Stored entries:
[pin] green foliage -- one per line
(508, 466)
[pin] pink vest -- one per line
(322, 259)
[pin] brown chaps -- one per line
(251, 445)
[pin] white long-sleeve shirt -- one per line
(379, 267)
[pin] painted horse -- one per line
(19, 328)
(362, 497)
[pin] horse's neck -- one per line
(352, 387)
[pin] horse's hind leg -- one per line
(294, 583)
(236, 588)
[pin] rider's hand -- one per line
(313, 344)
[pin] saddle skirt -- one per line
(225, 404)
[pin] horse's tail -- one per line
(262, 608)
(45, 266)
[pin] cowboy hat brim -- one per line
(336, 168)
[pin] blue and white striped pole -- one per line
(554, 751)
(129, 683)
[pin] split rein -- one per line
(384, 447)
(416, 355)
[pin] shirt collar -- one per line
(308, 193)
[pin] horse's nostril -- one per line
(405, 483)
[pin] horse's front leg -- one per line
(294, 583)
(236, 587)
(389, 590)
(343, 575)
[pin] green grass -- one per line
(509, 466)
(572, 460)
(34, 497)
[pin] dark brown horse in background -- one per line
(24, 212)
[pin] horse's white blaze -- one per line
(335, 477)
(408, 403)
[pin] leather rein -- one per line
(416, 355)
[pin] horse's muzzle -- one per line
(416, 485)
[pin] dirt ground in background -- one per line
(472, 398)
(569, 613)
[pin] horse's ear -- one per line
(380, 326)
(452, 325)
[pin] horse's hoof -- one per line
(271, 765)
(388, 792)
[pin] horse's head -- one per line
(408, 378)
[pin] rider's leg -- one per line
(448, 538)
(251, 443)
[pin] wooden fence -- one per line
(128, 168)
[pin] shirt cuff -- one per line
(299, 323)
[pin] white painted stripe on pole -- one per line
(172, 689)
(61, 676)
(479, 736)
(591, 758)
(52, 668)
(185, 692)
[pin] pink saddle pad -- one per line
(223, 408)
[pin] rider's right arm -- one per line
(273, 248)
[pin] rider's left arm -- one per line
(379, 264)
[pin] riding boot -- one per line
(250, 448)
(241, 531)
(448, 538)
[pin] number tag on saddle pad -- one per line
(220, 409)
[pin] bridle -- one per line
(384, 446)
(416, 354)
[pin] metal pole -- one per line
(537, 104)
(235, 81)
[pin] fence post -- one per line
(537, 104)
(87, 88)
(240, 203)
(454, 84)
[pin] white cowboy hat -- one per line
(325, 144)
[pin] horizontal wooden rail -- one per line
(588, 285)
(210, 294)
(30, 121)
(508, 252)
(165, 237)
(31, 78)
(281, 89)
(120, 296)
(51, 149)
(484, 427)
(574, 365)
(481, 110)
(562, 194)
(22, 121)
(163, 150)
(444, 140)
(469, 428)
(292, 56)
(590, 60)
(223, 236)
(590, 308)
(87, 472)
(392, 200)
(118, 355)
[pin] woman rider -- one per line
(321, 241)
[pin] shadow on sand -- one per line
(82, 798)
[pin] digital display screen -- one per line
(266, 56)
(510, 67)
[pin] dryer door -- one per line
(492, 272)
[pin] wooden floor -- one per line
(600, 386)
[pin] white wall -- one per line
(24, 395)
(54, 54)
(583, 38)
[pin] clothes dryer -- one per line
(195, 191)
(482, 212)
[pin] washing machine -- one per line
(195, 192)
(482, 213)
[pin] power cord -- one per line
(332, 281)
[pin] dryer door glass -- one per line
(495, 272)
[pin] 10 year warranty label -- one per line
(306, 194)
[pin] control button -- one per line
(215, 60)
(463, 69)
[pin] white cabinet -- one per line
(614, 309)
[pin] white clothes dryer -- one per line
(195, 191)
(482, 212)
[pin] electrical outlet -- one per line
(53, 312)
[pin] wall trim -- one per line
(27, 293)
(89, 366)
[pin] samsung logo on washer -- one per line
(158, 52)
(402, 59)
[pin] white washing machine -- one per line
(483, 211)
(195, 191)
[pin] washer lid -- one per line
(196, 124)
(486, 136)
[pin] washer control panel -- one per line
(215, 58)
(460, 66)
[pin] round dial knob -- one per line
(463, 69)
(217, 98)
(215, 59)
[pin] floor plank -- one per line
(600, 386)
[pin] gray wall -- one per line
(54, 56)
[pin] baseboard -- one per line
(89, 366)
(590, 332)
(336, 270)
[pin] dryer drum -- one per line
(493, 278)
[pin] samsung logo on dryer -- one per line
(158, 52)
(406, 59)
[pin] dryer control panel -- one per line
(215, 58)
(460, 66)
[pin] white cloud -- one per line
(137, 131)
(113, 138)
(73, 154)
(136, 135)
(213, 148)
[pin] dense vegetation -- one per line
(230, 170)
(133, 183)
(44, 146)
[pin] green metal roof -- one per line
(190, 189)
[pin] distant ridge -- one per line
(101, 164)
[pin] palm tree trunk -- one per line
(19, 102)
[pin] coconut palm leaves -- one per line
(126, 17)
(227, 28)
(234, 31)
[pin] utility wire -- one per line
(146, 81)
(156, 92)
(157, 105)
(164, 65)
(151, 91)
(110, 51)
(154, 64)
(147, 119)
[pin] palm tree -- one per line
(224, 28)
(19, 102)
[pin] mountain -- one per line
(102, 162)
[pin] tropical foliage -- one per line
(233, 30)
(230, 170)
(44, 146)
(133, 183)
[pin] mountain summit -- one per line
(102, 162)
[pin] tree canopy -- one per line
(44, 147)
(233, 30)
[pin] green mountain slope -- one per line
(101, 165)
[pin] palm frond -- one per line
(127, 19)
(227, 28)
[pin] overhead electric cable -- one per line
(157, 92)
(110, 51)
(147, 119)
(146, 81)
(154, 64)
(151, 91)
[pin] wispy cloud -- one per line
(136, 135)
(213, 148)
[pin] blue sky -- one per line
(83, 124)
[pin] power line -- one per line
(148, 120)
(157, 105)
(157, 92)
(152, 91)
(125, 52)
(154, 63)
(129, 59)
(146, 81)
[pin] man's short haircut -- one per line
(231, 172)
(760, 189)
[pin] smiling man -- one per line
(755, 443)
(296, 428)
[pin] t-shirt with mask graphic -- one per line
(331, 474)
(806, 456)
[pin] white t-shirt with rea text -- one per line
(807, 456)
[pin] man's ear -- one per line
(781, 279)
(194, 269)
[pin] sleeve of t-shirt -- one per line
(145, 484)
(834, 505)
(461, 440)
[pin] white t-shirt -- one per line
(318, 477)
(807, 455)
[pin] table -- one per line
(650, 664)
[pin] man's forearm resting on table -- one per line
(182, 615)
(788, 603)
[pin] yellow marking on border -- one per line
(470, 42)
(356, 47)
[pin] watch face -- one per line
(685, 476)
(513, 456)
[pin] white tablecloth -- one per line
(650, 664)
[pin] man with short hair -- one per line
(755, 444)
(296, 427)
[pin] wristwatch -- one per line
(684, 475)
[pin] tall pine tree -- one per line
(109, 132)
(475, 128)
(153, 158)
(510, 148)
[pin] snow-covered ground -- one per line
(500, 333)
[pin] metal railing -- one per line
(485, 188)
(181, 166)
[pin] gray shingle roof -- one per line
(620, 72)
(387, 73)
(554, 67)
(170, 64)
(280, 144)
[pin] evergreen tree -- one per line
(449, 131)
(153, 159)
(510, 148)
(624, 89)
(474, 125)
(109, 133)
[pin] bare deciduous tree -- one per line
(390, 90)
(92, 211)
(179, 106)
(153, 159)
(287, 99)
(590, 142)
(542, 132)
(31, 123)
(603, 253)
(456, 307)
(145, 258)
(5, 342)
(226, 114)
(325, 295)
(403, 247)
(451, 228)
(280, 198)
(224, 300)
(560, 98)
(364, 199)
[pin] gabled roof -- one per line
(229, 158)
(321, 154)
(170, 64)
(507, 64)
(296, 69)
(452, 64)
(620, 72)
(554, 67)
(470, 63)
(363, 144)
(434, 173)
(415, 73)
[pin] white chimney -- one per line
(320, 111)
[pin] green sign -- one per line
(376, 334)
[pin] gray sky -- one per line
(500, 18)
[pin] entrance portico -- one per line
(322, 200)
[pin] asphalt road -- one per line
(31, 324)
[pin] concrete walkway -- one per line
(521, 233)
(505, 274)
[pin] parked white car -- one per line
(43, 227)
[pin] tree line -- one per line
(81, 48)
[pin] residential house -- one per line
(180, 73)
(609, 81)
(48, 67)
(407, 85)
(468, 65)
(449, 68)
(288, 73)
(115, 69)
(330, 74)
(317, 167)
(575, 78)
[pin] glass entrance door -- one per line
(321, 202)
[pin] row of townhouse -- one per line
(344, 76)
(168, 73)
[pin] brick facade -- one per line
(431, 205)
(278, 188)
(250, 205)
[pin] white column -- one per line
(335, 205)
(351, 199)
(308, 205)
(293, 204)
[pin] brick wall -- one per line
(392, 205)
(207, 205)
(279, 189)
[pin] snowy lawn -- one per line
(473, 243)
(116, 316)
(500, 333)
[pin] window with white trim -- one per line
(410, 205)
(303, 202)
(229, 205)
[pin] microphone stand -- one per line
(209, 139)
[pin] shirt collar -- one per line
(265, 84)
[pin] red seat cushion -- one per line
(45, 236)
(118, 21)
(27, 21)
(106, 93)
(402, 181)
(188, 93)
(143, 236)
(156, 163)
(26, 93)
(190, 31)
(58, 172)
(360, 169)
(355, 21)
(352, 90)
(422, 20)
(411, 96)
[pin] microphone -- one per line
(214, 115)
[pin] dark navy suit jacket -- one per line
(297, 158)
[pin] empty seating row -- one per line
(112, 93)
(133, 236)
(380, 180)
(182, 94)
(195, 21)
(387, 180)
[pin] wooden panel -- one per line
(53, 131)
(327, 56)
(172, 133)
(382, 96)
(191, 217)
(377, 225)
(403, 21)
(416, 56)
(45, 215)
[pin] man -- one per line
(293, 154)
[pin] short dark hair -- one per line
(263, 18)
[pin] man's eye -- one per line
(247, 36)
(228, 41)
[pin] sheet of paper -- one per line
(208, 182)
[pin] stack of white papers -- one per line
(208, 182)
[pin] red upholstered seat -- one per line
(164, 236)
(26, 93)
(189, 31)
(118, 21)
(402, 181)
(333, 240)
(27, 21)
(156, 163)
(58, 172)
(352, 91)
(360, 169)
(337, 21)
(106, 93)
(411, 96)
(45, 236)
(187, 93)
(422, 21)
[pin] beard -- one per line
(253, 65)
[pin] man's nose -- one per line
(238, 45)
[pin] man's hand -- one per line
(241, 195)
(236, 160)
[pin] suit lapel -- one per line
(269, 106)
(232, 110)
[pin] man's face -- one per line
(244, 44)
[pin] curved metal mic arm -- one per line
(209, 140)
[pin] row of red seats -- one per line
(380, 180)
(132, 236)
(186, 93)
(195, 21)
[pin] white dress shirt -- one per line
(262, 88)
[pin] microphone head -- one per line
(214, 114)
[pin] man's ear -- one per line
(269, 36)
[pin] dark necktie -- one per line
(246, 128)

Objective: Everything from the line containing "[pin] red seat cushion -- one per line" to the end of the records must be written out exactly; include both of those lines and no others.

Completed task:
[pin] red seat cushion -- one per line
(45, 236)
(118, 21)
(27, 21)
(106, 93)
(402, 181)
(188, 93)
(143, 236)
(156, 163)
(26, 93)
(190, 31)
(58, 172)
(360, 169)
(355, 21)
(352, 90)
(422, 20)
(411, 96)
[pin] microphone -- one per line
(214, 115)
[pin] dark navy suit jacket -- one per line
(297, 158)
[pin] empty seating row -- one per line
(112, 93)
(133, 236)
(380, 180)
(182, 94)
(195, 21)
(387, 180)
[pin] wooden panel -- one per line
(53, 131)
(327, 56)
(172, 133)
(382, 96)
(191, 217)
(377, 225)
(403, 21)
(416, 56)
(45, 215)
[pin] man -- one per line
(293, 154)
[pin] short dark hair -- one per line
(263, 18)
[pin] man's eye -- one per line
(247, 36)
(228, 41)
[pin] sheet of paper -- one per line
(208, 182)
[pin] stack of white papers -- one per line
(208, 182)
[pin] red upholstered seat -- one per line
(164, 236)
(26, 93)
(189, 31)
(118, 21)
(402, 181)
(333, 240)
(27, 21)
(156, 163)
(58, 172)
(352, 91)
(360, 169)
(337, 21)
(106, 93)
(411, 96)
(45, 236)
(187, 93)
(422, 21)
[pin] beard -- one per line
(253, 65)
[pin] man's nose -- one per line
(238, 45)
[pin] man's hand -- one per line
(241, 195)
(236, 160)
[pin] suit lapel -- one per line
(269, 106)
(232, 110)
[pin] man's face -- one per line
(244, 44)
[pin] curved metal mic arm -- one per line
(209, 140)
[pin] row of red seats -- one per line
(380, 180)
(132, 236)
(186, 93)
(195, 21)
[pin] white dress shirt -- one per line
(262, 88)
[pin] microphone head -- one per line
(214, 114)
[pin] man's ear -- one per line
(269, 36)
[pin] dark necktie -- one per line
(246, 128)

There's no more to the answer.